→ Recorded data:
-- Opening Marker --
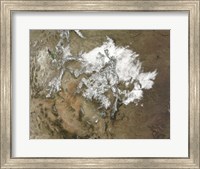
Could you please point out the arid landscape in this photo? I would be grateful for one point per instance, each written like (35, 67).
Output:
(99, 84)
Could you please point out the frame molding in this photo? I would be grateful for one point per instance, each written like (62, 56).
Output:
(7, 7)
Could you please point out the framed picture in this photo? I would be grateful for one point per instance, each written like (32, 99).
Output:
(100, 84)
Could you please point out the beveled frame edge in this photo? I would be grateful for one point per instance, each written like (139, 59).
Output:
(5, 74)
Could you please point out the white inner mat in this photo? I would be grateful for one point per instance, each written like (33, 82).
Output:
(176, 146)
-- Closing Marker --
→ Assigned task: Before you finish, make sure every line above has been repeated exactly and no picture remains in the copy.

→ Solution to this problem:
Could you please point out the arid landscape in this photo? I would be grateful for one point per instance, each written like (35, 67).
Output:
(99, 84)
Could you please point out the frame molding in this photo? I would be grateful for one point per instance, each written like (62, 56).
Output:
(7, 7)
Could you please point out the framed picture in this photo? I would be grateful for one point per instance, each written like (32, 99).
Output:
(100, 84)
Could you please point out the beveled frame edge in this photo? I would be grateful for one point per instance, each written like (139, 59).
Output:
(5, 74)
Could you please point out the white inner mat in this photo? I would be grateful for one point per instance, each written like (33, 82).
Output:
(176, 146)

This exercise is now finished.